— START Supplied data —
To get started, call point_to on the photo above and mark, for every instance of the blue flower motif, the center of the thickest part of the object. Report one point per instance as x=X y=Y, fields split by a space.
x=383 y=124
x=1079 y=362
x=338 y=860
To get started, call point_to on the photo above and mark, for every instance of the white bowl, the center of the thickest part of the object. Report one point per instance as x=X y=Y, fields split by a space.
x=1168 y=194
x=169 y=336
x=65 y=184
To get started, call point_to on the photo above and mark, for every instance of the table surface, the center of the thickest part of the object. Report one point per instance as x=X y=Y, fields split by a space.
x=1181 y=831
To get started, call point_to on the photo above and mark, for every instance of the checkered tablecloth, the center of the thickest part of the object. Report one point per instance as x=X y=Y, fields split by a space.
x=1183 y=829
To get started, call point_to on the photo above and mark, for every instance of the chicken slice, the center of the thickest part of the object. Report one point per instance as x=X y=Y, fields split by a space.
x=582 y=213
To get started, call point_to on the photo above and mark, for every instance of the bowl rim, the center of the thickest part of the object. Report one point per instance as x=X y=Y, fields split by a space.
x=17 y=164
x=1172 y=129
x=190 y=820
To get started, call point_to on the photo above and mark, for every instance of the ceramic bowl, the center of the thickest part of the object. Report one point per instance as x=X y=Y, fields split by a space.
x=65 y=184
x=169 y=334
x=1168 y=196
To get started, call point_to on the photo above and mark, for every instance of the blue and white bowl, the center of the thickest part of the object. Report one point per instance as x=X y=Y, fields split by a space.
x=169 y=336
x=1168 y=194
— END Supplied data —
What you are asked to do: Render the data from the line with "of the ceramic" to the line with "x=1168 y=196", both included, as a JSON list of strings with one string per line and any blank lines omitted.

Result of this exercise:
[
  "To get started, call point_to on the photo above and mark, for every instance of the ceramic bowl, the center of the thickest part of the object. Report one point per instance as x=X y=Y, fields split by a space.",
  "x=65 y=184",
  "x=169 y=334",
  "x=1168 y=196"
]